### DIRECTIONS
A - Please answer these from the passage on the Potts no-fault dispute, labeling each answer (i), (ii) or (iii):
(i) Which court had to interpret the No Fault statute?
(ii) Where was Potts being taken from and to when she was hurt?
(iii) Under the No Fault Act, whose insurer normally owes the primary duty to pay PIP benefits?
B - Carry on writing the passage on the Potts no-fault priority dispute, starting right after its final sentence.

### SOURCE PASSAGE
--- START ---
Court examines priority dispute involving commercial use of vehicle to transport passengers
In Potts v. Randall Solis, et al., and Travelers Indemnity Company, et al., the Court of Appeals was required to interpret the No Fault statute to decide who owed the injured woman PIP benefits after she was hurt in a car accident. At the time she was hurt, Potts was being transported from the New Century Auto Sales used car lot to her home, while her vehicle was being serviced. Under the No Fault Act, the insurer of the driver of a vehicle owes the primary duty to pay PIP benefits, unless the person is traveling in a vehicle that transports passengers for hire.
--- END ---
### AVAILABLE DATA
--- START ---
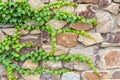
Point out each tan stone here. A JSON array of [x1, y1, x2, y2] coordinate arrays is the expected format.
--- END ---
### PER-TASK OUTPUTS
A -
(i) The Court of Appeals.
(ii) From the New Century Auto Sales used car lot to her home.
(iii) The insurer of the driver of the vehicle, unless the person is traveling in a vehicle that transports passengers for hire.

B -
The involved insurers argued over whether Potts' personal auto insurance should cover Potts' medical expenses or whether the dealership-owner's coverage should apply. Starr Indemnity & Liability Company insured Potts' personal auto, while Travelers insured the used car in which Potts was driven home. The Court pointed out that the No Fault Act has been interpreted to dictate an "incidental use" standard in deciding whether a vehicle is being used in the business of transporting passengers. By that standard, since only 25% of the dealership's traffic is served by courtesy shuttle; no vehicle is actually dedicated to that use; and the driver's job responsibilities were not exclusively dedicated to passenger transportation; the transportation in this case was merely "incidental" to the used car dealer's business and not the vehicle's "primary purpose."